## TASK PROMPT
Below is the data. Give it again, complete and exact.

***** INPUT FOR THIS TASK

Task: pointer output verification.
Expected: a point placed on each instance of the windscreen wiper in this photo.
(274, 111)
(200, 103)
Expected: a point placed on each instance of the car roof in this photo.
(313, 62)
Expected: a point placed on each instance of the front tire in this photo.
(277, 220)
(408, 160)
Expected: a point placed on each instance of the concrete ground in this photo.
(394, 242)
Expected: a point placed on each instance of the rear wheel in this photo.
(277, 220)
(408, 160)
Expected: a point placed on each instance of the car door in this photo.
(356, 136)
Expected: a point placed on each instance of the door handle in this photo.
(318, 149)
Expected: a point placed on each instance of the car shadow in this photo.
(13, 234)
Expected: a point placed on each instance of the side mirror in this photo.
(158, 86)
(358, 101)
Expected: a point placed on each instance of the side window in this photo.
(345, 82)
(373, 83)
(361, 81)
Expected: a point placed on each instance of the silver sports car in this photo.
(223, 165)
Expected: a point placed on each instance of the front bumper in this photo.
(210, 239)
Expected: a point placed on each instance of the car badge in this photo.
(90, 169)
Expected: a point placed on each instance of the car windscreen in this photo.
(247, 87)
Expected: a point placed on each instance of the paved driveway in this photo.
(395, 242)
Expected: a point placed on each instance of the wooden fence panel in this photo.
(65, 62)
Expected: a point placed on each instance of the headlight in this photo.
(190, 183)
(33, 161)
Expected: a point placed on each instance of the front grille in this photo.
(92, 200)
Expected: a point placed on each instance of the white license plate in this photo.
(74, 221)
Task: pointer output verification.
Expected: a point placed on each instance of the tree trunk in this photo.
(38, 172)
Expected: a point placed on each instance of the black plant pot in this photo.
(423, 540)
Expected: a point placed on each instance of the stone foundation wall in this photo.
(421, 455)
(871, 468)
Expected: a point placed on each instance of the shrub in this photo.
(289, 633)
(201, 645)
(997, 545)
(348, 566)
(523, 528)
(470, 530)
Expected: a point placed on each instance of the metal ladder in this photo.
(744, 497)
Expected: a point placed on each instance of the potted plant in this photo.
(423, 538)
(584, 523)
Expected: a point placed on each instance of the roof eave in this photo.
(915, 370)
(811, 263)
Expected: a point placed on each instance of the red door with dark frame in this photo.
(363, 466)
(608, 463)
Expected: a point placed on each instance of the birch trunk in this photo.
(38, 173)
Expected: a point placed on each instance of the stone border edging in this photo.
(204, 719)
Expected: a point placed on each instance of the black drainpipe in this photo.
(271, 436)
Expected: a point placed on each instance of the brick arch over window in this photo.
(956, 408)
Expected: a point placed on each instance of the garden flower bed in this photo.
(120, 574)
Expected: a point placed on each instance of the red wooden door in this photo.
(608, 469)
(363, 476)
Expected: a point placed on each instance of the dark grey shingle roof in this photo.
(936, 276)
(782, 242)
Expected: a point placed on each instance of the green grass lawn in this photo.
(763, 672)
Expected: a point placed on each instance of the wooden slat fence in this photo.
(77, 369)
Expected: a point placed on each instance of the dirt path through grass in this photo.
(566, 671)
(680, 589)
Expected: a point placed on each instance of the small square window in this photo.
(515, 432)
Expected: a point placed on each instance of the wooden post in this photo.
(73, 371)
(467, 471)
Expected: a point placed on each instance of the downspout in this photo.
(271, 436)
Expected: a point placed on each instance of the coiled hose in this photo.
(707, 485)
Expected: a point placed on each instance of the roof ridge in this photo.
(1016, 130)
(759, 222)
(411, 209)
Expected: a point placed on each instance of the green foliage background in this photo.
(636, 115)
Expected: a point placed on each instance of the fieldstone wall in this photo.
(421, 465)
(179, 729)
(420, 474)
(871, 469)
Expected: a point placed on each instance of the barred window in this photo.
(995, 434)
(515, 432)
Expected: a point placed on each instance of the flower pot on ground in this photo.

**********

## SOLUTION TO THIS EXERCISE
Task: pointer output verification.
Expected: a point placed on each instance of the windscreen wiper in this photo.
(274, 111)
(200, 103)
Expected: a point placed on each instance of the car roof in this photo.
(313, 62)
Expected: a point placed on each instance of the front tire in this photo.
(277, 220)
(408, 160)
Expected: a point placed on each instance of the concrete ground in this photo.
(394, 242)
Expected: a point placed on each instance of the rear wheel in this photo.
(277, 220)
(408, 160)
Expected: a point placed on each instance of the car door in this photo.
(356, 136)
Expected: a point placed on each instance of the door handle in this photo.
(318, 149)
Expected: a point placed on each instance of the car shadow in this photo.
(13, 234)
Expected: a point placed on each instance of the side mirror in this photo.
(158, 86)
(358, 101)
Expected: a point placed on each instance of the side window in this photo.
(345, 82)
(373, 83)
(361, 81)
Expected: a point placed on each instance of the silver sports car in this photo.
(223, 165)
Expected: a point placed on each instance of the front bumper in this photo.
(210, 239)
Expected: a point placed on each instance of the car badge in this photo.
(90, 169)
Expected: a point placed on each instance of the car windscreen in this photo.
(247, 87)
Expected: a point placed on each instance of the paved driveway in this photo.
(395, 242)
Expected: a point placed on each instance of the wooden fence panel in this photo.
(65, 62)
Expected: a point placed on each instance of the headlight in this photo.
(190, 183)
(33, 161)
Expected: a point placed on each instance of the front grille in this photo.
(92, 200)
Expected: a point placed on each instance of the white license plate in this photo.
(74, 221)
Task: pointer output verification.
Expected: a point placed on each instance of the tree trunk in this photo.
(38, 172)
Expected: a point placed on each instance of the black plant pot in this photo.
(423, 540)
Expected: a point placed on each instance of the stone foundation wall in this photo.
(421, 455)
(871, 468)
Expected: a point placed on each instance of the shrub in this photo.
(289, 633)
(201, 645)
(997, 545)
(348, 566)
(523, 528)
(470, 530)
Expected: a point placed on each instance of the metal ladder in this photo.
(744, 497)
Expected: a point placed on each instance of the potted plant in this photo.
(423, 538)
(584, 523)
Expected: a point placed on each instance of the roof eave in this photo.
(915, 370)
(811, 263)
Expected: a point placed on each instance of the red door with dark frame in this photo.
(363, 466)
(608, 463)
Expected: a point placed on each instance of the birch trunk in this photo.
(38, 173)
Expected: a point placed on each instance of the stone border edging in this photo.
(204, 719)
Expected: a point placed on each instance of the black drainpipe in this photo.
(271, 436)
Expected: a point placed on each instance of the brick arch over window in this photo.
(956, 408)
Expected: a point placed on each instance of the garden flower bed in this photo.
(120, 574)
Expected: a point placed on each instance of the red wooden door in this photo.
(608, 469)
(363, 476)
Expected: a point placed on each instance of the dark grey shingle roof in this photo.
(936, 276)
(782, 242)
Expected: a point placed on each instance of the green grass lawn in this photo.
(763, 672)
Expected: a point placed on each instance of the wooden slat fence in this photo.
(77, 369)
Expected: a point placed on each instance of the dirt path through grass in this photo.
(566, 671)
(680, 589)
Expected: a point placed on each instance of the small square window in this photo.
(515, 432)
Expected: a point placed on each instance of the wooden post in this photo.
(73, 371)
(467, 471)
Expected: a point placed on each instance of the downspout in this photo.
(271, 436)
Expected: a point placed on each instance of the coiled hose in this photo.
(707, 485)
Expected: a point placed on each instance of the roof ridge in this photo.
(1016, 130)
(759, 222)
(411, 209)
Expected: a point placed on each instance of the green foliage background in this photo.
(636, 115)
Expected: a point placed on each instance of the fieldstone wall in this photo.
(421, 465)
(179, 729)
(420, 474)
(871, 469)
Expected: a point placed on each instance of the barred window in this photo.
(995, 434)
(515, 432)
Expected: a point placed on each instance of the flower pot on ground in this photo.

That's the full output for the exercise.